**YOUR OBJECTIVE**
Return nothing but the lines from the line containing "Annotate the image above for the object class white" through the last line of the records, reproduced exactly.

(Entries on locating named things)
- - -

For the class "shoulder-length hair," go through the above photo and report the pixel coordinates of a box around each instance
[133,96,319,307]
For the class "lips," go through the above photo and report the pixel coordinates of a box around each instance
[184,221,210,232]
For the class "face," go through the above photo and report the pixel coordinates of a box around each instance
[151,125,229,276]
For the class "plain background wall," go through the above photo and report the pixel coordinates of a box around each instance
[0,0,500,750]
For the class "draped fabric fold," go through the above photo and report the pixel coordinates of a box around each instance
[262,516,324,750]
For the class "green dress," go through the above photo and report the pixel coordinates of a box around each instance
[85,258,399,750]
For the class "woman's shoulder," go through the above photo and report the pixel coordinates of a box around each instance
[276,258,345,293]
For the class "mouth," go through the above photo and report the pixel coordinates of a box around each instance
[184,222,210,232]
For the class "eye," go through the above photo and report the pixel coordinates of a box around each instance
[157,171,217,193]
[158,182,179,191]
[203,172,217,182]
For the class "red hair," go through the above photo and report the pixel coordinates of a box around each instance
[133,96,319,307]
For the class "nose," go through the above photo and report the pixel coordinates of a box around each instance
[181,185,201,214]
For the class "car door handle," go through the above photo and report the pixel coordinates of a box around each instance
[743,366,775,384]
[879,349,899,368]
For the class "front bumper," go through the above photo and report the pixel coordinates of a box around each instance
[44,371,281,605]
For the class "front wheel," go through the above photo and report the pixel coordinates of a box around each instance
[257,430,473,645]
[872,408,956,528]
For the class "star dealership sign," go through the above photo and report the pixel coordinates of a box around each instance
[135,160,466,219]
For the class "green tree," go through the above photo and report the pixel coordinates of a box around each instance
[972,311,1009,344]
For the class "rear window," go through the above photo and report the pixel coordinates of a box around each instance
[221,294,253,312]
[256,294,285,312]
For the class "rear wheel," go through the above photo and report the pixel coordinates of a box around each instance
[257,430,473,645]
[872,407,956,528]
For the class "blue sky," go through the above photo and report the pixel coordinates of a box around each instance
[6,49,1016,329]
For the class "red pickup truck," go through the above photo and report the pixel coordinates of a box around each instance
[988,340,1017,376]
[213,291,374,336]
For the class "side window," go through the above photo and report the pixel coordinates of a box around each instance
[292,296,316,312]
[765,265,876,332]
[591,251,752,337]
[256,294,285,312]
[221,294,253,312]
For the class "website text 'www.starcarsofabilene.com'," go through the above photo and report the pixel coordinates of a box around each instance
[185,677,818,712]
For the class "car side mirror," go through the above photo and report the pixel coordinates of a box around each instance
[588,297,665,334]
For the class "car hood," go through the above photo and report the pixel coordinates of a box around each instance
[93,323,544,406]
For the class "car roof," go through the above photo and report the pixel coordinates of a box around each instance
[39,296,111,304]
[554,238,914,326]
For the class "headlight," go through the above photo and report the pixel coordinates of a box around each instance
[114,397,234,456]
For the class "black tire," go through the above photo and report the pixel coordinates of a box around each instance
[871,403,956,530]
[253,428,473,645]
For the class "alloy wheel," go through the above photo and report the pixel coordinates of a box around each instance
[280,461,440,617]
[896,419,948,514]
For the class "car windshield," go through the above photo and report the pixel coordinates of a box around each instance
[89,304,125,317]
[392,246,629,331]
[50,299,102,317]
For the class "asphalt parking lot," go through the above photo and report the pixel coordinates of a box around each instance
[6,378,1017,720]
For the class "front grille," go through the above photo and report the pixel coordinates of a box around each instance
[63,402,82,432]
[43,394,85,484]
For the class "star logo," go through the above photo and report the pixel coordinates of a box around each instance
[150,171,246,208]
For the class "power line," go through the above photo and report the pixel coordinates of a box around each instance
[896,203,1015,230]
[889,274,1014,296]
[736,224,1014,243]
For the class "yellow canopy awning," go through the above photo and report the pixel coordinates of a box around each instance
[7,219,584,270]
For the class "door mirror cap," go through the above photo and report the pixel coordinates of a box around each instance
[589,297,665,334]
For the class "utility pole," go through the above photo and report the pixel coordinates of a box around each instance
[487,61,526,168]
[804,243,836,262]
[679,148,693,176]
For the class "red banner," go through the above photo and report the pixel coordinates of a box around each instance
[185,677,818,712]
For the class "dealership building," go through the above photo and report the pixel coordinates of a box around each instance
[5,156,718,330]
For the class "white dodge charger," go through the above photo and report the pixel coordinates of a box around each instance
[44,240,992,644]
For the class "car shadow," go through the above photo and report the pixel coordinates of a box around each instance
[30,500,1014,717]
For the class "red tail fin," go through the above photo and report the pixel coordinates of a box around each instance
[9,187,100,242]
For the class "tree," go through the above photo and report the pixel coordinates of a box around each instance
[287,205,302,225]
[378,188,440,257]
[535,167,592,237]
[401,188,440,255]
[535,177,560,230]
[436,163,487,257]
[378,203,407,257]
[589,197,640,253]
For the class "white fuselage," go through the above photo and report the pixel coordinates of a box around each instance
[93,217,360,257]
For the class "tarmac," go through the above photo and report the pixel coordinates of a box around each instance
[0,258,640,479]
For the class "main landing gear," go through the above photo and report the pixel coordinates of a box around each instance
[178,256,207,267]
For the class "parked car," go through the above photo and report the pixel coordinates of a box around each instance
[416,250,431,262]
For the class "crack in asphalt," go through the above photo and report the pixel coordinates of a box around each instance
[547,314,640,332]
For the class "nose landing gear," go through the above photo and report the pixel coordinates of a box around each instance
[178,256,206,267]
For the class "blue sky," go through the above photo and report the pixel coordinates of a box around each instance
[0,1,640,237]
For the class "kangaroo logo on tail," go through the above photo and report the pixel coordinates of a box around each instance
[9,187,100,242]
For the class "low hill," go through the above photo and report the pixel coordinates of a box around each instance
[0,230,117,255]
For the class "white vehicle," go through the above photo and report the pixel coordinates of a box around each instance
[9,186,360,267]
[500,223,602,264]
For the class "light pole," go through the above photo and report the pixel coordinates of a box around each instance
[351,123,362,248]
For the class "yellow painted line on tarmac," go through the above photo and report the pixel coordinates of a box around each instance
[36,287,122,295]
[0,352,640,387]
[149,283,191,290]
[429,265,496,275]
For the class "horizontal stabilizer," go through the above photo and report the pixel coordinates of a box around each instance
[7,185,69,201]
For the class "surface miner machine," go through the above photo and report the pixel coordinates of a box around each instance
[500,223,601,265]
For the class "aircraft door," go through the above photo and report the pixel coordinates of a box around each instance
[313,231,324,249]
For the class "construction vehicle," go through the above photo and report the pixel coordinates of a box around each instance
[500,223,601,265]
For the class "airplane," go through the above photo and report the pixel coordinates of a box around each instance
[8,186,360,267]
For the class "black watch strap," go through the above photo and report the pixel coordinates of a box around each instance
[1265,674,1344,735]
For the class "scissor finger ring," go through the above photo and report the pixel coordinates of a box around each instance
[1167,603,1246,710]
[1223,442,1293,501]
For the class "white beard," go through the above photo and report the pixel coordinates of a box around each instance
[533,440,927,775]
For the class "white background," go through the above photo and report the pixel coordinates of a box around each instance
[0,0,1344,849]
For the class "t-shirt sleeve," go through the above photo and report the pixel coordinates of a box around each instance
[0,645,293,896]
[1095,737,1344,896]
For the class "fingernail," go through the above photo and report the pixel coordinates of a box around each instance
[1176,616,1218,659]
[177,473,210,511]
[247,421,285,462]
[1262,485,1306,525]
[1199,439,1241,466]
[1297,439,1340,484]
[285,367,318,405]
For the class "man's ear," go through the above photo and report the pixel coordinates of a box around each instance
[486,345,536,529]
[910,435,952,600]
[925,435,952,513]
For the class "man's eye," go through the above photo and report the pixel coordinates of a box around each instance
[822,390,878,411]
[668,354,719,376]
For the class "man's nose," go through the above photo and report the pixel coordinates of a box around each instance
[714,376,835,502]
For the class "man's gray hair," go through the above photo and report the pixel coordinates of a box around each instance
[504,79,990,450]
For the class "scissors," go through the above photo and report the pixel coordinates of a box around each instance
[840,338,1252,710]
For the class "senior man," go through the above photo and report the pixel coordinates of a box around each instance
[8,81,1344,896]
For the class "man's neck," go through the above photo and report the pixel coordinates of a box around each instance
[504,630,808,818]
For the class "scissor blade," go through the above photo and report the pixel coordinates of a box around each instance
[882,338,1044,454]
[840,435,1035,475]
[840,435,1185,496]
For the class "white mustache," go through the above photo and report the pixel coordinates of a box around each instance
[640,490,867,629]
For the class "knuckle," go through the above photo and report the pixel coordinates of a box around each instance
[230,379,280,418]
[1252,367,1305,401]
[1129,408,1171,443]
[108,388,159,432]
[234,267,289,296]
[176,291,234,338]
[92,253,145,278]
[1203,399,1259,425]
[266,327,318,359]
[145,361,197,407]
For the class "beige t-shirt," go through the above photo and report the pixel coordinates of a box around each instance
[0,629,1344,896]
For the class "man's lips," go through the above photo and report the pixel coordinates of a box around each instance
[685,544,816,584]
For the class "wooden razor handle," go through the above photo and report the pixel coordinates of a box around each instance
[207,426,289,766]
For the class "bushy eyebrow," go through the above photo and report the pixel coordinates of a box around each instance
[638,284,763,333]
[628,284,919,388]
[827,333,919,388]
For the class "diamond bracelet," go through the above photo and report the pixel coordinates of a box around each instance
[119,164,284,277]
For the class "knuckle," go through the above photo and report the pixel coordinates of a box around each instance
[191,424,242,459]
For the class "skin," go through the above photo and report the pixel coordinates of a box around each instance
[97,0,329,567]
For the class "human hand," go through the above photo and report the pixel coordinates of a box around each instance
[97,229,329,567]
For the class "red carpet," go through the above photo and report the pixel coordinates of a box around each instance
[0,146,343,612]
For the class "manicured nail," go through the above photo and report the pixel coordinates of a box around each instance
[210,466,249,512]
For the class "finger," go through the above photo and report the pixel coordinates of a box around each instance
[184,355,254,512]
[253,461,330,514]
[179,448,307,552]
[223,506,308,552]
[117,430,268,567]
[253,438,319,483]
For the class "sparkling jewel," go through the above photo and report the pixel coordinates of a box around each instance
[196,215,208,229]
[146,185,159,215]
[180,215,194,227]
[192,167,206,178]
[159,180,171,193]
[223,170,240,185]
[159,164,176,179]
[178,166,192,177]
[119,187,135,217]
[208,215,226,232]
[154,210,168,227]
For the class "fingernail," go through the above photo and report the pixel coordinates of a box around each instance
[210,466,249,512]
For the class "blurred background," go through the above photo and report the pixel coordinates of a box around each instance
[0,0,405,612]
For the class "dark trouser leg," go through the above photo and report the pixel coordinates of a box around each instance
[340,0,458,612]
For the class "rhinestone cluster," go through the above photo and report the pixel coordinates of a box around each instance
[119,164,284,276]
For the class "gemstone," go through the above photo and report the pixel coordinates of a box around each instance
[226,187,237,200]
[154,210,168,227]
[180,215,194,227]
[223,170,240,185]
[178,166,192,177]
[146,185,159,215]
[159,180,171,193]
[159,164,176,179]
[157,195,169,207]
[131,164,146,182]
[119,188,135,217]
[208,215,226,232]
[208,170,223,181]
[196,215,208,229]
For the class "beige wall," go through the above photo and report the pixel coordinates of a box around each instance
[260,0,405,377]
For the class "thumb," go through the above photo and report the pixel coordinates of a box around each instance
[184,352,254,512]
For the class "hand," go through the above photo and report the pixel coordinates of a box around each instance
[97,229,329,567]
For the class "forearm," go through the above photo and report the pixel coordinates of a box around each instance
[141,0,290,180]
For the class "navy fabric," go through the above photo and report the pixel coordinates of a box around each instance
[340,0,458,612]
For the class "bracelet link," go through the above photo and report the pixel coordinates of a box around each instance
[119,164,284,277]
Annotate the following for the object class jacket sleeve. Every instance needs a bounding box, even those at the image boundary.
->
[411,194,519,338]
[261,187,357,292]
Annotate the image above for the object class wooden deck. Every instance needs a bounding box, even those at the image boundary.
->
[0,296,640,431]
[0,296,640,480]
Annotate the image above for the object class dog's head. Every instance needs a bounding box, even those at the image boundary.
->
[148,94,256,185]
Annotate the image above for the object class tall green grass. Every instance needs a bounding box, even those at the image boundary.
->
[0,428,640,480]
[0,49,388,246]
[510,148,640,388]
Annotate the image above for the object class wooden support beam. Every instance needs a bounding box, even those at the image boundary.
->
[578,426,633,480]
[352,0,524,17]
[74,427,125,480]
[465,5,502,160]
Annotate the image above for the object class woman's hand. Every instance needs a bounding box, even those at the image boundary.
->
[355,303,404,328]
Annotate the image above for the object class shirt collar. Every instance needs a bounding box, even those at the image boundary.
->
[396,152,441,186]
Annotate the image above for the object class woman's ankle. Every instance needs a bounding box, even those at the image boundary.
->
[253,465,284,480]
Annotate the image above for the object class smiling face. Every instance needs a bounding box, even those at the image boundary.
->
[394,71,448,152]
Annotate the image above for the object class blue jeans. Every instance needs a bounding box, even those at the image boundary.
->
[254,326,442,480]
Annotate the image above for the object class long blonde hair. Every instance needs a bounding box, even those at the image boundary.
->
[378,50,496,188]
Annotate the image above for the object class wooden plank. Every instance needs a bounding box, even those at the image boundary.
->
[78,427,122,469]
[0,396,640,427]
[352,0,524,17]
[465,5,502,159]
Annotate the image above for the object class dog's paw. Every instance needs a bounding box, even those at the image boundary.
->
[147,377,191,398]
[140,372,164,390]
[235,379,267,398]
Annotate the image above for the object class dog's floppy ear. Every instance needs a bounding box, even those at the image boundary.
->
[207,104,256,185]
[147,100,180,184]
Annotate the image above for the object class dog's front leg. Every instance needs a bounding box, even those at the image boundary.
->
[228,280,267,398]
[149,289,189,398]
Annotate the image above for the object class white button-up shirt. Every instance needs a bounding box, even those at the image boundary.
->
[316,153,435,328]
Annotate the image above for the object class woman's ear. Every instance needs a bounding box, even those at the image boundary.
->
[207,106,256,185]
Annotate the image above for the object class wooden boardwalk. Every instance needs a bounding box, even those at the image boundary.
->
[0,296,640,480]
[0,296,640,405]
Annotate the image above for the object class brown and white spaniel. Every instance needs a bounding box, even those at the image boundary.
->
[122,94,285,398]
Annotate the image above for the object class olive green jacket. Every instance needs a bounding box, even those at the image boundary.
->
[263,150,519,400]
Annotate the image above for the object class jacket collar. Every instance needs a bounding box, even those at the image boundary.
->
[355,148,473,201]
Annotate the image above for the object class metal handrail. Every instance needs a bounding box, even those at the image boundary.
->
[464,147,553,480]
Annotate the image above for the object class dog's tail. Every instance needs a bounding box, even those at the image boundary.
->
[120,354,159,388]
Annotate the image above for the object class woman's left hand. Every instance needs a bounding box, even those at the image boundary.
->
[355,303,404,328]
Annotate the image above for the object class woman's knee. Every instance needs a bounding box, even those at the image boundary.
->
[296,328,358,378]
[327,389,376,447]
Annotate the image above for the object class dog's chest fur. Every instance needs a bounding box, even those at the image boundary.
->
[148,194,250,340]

- - -

**WRITTEN SOLUTION**
Annotate the image above for the object class white button-up shirt. Every instance needs a bounding box, even those at the image boundary.
->
[316,153,435,328]
Annotate the image above for the object class woman's ear. Every instance needs a bounding box, even those at the image boundary.
->
[207,106,256,185]
Annotate the image above for the object class wooden boardwalk. Every instance needs a bounding box, even those at the image boundary.
->
[0,296,640,480]
[0,296,640,405]
Annotate the image above for the object class brown and white spaniel. Every instance needs a bounding box, even those at the image boundary.
->
[122,94,285,398]
Annotate the image above for the object class olive green jacket. Every instance needs a bounding box, even those at the image boundary.
->
[263,150,519,400]
Annotate the image above for the object class jacket collar. Every instance needs a bounding box, even those at the image boundary.
->
[355,148,473,201]
Annotate the image above for the object class metal handrail. Every instance needs a bounding box, even those at the image boundary.
->
[464,147,553,480]
Annotate the image above for the object class dog's tail. Every instance needs a bounding box, even those at the image boundary.
->
[120,354,159,388]
Annotate the image above for the object class woman's left hand. Every instance needs a bounding box, even those at the image boundary.
->
[355,303,404,328]
Annotate the image above for the object class woman's knee. Every instance needs a bounding box, even those at the image boundary.
->
[296,328,358,378]
[327,389,376,447]
Annotate the image above for the object class dog's chest fur. Every instance needs a bounding box, even those at the image boundary.
->
[148,194,250,340]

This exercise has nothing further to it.